Please count the lines in the material below that contain the word "woman" and give only that number.

Extracted entries:
┄┄┄┄┄┄┄┄┄┄
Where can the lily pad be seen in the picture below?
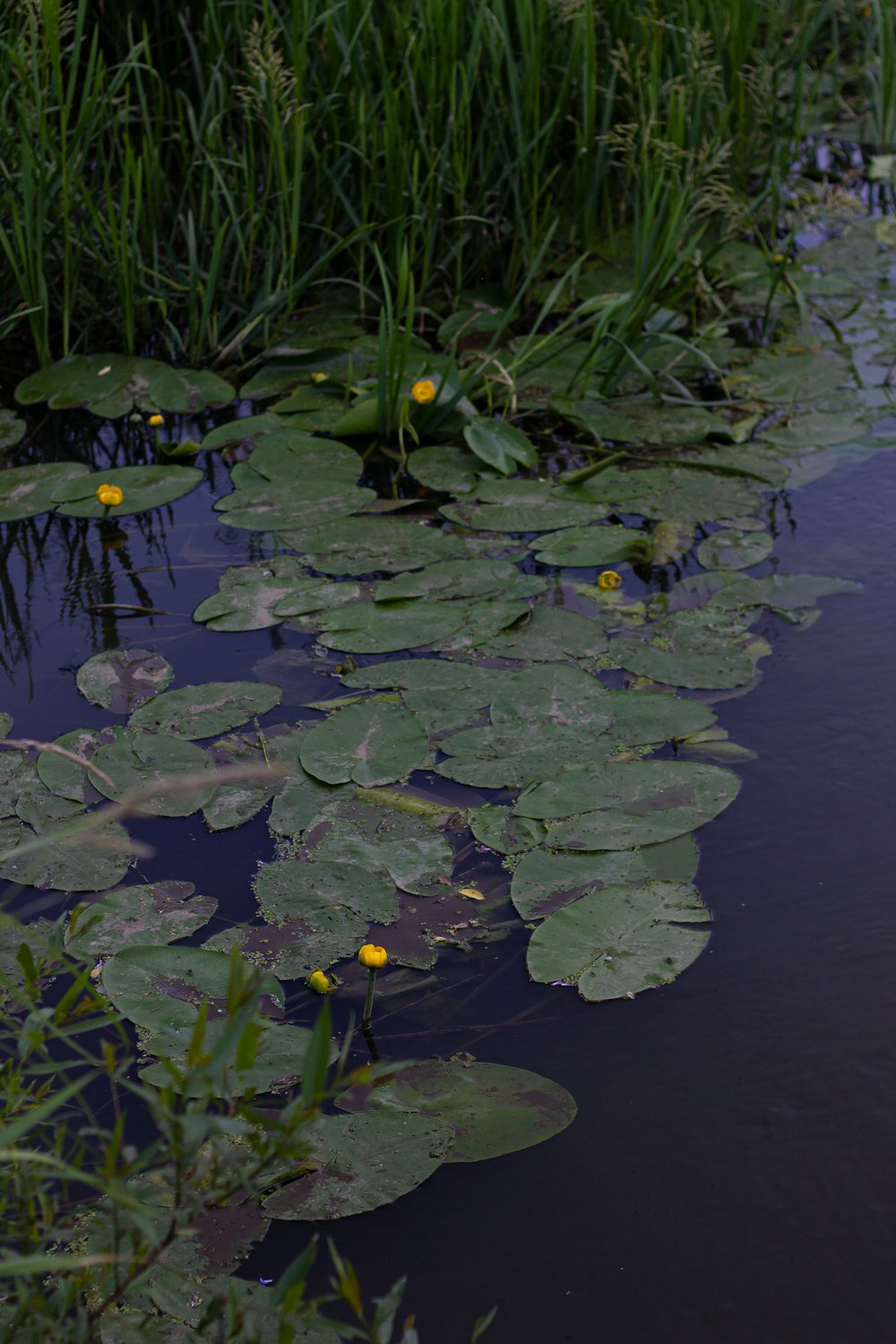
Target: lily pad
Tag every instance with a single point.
┄┄┄┄┄┄┄┄┄┄
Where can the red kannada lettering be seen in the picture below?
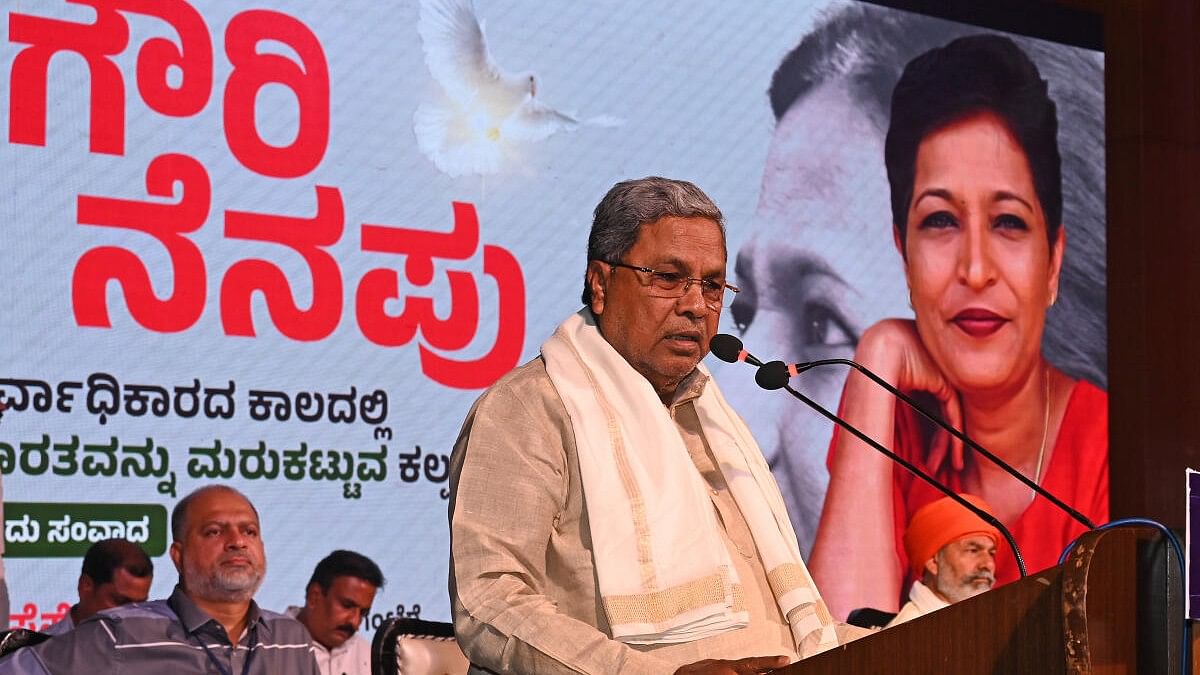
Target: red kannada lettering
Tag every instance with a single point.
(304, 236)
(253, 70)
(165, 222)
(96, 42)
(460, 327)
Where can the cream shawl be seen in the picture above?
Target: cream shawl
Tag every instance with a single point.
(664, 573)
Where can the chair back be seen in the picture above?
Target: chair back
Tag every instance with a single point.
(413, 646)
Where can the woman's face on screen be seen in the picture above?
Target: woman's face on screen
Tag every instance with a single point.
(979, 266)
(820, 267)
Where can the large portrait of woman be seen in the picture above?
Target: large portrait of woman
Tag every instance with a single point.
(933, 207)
┄┄┄┄┄┄┄┄┄┄
Full response: 4